(The problem): What you give back must match the records below exactly.

Referring expression pointing data:
#####

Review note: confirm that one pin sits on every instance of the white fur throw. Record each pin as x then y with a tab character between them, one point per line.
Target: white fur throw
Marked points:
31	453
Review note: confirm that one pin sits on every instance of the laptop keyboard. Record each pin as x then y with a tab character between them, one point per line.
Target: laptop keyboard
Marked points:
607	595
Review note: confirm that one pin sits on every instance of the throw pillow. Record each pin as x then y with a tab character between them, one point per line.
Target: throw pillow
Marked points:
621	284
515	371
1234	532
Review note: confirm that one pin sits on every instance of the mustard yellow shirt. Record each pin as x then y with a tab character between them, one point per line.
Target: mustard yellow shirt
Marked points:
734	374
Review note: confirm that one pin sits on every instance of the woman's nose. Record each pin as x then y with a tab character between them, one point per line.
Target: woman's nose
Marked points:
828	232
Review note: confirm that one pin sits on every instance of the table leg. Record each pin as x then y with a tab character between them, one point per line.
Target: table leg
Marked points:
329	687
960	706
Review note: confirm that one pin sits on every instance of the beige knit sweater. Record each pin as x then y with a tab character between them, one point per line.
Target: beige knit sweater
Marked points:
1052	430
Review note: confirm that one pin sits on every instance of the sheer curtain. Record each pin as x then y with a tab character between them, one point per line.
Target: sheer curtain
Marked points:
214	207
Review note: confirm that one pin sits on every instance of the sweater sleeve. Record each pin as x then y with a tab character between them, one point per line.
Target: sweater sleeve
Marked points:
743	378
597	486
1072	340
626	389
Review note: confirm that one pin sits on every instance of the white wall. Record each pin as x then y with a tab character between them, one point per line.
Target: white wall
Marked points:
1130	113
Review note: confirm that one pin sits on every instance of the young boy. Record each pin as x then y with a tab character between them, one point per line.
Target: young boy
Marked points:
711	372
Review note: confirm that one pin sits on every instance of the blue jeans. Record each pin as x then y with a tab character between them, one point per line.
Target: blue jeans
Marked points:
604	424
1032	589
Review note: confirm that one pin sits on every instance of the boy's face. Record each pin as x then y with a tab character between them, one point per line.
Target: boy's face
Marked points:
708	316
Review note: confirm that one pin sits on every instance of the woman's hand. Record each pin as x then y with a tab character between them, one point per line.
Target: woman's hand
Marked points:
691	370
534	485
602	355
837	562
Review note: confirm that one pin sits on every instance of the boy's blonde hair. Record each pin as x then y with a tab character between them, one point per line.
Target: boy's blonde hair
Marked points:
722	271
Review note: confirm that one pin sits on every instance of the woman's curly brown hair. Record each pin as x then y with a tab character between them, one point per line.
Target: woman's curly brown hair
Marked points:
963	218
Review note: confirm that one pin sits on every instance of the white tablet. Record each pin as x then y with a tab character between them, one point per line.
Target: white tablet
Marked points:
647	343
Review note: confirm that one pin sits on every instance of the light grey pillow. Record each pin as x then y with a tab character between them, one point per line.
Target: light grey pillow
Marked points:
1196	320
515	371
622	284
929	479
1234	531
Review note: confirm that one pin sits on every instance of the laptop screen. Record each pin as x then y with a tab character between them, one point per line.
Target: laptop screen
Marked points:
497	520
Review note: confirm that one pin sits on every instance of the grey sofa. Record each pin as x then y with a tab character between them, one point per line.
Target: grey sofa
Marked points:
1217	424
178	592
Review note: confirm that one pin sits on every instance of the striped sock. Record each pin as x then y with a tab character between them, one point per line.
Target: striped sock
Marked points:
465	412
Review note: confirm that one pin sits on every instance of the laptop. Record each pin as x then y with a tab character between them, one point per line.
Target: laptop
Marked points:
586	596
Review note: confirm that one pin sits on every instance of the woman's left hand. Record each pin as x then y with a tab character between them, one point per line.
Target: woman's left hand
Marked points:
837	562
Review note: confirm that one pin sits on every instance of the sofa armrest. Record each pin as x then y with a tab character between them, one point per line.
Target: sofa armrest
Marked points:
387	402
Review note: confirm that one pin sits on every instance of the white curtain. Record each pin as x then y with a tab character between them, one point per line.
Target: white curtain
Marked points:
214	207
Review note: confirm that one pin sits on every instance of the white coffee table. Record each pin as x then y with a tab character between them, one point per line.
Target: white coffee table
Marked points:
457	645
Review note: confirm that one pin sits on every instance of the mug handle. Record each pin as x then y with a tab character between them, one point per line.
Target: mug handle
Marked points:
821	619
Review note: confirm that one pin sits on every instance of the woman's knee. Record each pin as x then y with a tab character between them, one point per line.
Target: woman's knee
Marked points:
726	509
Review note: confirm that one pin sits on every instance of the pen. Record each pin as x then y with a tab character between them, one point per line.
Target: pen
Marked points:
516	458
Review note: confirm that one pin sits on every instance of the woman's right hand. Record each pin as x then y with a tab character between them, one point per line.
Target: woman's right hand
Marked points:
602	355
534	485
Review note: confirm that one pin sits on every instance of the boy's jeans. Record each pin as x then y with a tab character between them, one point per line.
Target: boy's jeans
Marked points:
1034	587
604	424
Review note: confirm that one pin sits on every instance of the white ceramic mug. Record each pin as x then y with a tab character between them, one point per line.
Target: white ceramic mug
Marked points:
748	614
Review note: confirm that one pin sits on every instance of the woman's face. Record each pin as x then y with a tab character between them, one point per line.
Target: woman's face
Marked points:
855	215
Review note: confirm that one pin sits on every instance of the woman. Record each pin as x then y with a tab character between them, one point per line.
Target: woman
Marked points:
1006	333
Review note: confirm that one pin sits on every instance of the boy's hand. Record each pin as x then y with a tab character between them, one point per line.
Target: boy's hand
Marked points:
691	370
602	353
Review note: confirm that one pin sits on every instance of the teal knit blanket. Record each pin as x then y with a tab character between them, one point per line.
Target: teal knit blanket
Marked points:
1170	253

#####

(Answer space):
Review note: confirm that one pin sits on every instance of the white fur throw. Record each pin as x then y with a tab character between them, one point per line.
Target: white fur throw
Marked points:
31	453
Review note: confirm that one pin sits on every instance of the laptop keyboard. Record each pin as x then y with a tab character between them, one point per line.
Target: laptop keyboard
Marked points:
607	595
Review note: confirm that one pin sits on every instance of the throw pillow. Record each pin as x then y with a tab character between them, one point per line.
Target: throw pillow
Marked points:
621	284
515	371
1234	532
Review note: confirm that one pin sits on every instance of the mustard yellow shirt. Record each pin as x then y with a tab character between them, one point per line.
Target: mustard yellow shirt
Marked points:
734	374
Review note: confirm that one pin sits on every instance of the woman's nose. Record each pin as x then y with a tab character between them, one point per line.
Target: woman's nose
Marked points:
828	232
Review note: confirm that one pin sits on every instance of the table leg. Record each pin as x then y with a tab character between them, one point per line.
Target: table leg
Marked points:
329	687
960	706
Review note: confirm that one pin sits on every instance of the beige knit sweater. Record each pin as x then y with a tab character between them, one point per line.
Target: beige knit sweater
Marked points:
1052	430
Review note: confirm that one pin sits on every instance of the sheer curtain. Record each pin as x then y with a tab character between them, one point per line.
Target: sheer curtain
Marked points:
214	207
Review note: confirm that one pin sits on every instance of the sweater sleeve. Record each pin as x then y with a tab character between them, one point per line.
Target: sweater sleeve
Marked points:
743	378
597	486
1072	340
626	389
Review note: confirm that one pin sits on every instance of the white wall. Record each pin as x then y with a tab character between them, one point per line.
Target: white wall
Marked points:
1130	113
Review note: confirm that one pin sits on every instance of the young boy. Record each pin as x then y with a tab character between them, one point per line.
Target: young boy
Marked points:
711	372
Review note: confirm that one pin sits on every instance of the blue jeans. Record each pin as x then y with a tab character between them, one point per line.
Target: blue jeans
Marked points:
604	424
1032	589
Review note: confirm that one pin sits on every instance of the boy's face. Record each pin as x then y with a tab character between them, one point per line.
Target: boy's face
Marked points:
708	316
Review note: confirm that one pin sits on every instance of the woman's hand. Record each pin as x then y with a tab character between them, one point per line.
Target: woman's hand
Marked points:
691	370
534	485
602	355
837	562
Review note: confirm that one pin sits on every instance of the boy's blonde hair. Record each pin as x then y with a tab character between them, one point per line.
Target: boy's blonde hair
Marked points:
722	271
Review note: confirm that one pin sits on every instance of the woman's curly brown hair. Record each pin as x then y with a tab character between them, one point per line.
Target: woman's curly brown hair
Marked points:
963	218
Review note: confirm that one pin sits on every instance of the white tablet. Record each pin as x then y with a tab character between them, one point per line.
Target: white tablet
Marked points:
647	343
Review note: confirm that one pin sits on every instance of the light grey pillow. Record each pin as x then y with a tab character between them, one point per line.
Target: light grey pillow
Marked points:
1196	320
515	371
622	284
929	479
1234	531
Review note: confirm that one pin sits on every instance of the laptop screen. Record each pin as x then y with a tab character between them, one point per line.
Target: laptop screen
Marked points:
497	520
Review note: confirm that one pin sits on every instance of the grey sofa. Record each pin as x then y with a tab character between them, one point per line.
Target: grey sofa
Marked points:
1217	424
178	592
Review note: confirm that one pin sits on every instance of the striped sock. Record each pin as x then y with a tab character between them, one point per line.
Target: striped sock
Marked points:
465	412
Review note: confirm that one pin sits on every instance of the laptop. Record each pin as x then y with a tab character between them, one point per line.
Target: laptop
Marked points:
586	596
Review note: confirm that one pin sits on every instance of the woman's left hand. Record each pin as x then y with a tab character between them, one point per line.
Target: woman's left hand
Marked points:
837	562
Review note: confirm that one pin sits on every instance of the sofa armrest. Record each pin as x then y with a tab character between them, one point per line.
Target: sofa armrest
Marked points:
387	402
Review note: confirm that one pin sits on every instance of the white curtain. Record each pin as x then y with a tab character between them, one point per line.
Target: white curtain
Marked points:
214	207
Review note: confirm that one pin sits on every instance of the white coffee table. Record each pin as x then y with a tab character between them, one point per line.
Target: white coffee table
Marked points:
457	645
Review note: confirm that one pin sits on every instance of the mug handle. Record each pin as x then y with a tab character between them, one point per line.
Target: mug handle
Marked points:
821	619
Review note: confirm that one pin sits on every instance of the woman's knee. Record each pin as x then y with a tab character between them, one point per line.
Target: woman's knee
Marked points:
726	509
Review note: confirm that one pin sits on every instance of the pen. Record each pin as x then y with a tab character between them, one point per line.
Target: pen
Marked points:
516	458
Review note: confirm that one pin sits on every instance of the woman's right hand. Record each pin as x then y with a tab character between them, one point per line.
Target: woman's right hand
Marked points:
602	355
534	485
Review note: confirm that one pin sits on every instance of the boy's jeans. Record each pin as x then y with a tab character between them, one point per line.
Target: boy's jeans
Marked points:
1034	587
604	424
Review note: confirm that one pin sits on every instance of the white ceramic mug. Record each pin as x then y with a tab character between them, one point per line.
Target: white ceramic mug
Marked points:
748	614
Review note: confirm that one pin sits on every instance of the woman's face. Record each pin as x then y with a tab character between them, one point per line.
Target: woman's face
Marked points:
855	215
Review note: confirm that one pin sits on every instance of the woman. Record each pin as x then y with a tab character between them, one point per line.
Target: woman
Marked points:
1006	333
Review note: confirm that one pin sits on every instance of the boy's hand. Record each pin as x then y with a tab character between them, one point per line.
Target: boy's hand
Marked points:
691	370
602	353
Review note: confirm that one pin sits on every instance of the teal knit blanket. Record each pin as x then y with a tab character between them, one point per line.
Target: teal knit blanket
Marked points:
1170	253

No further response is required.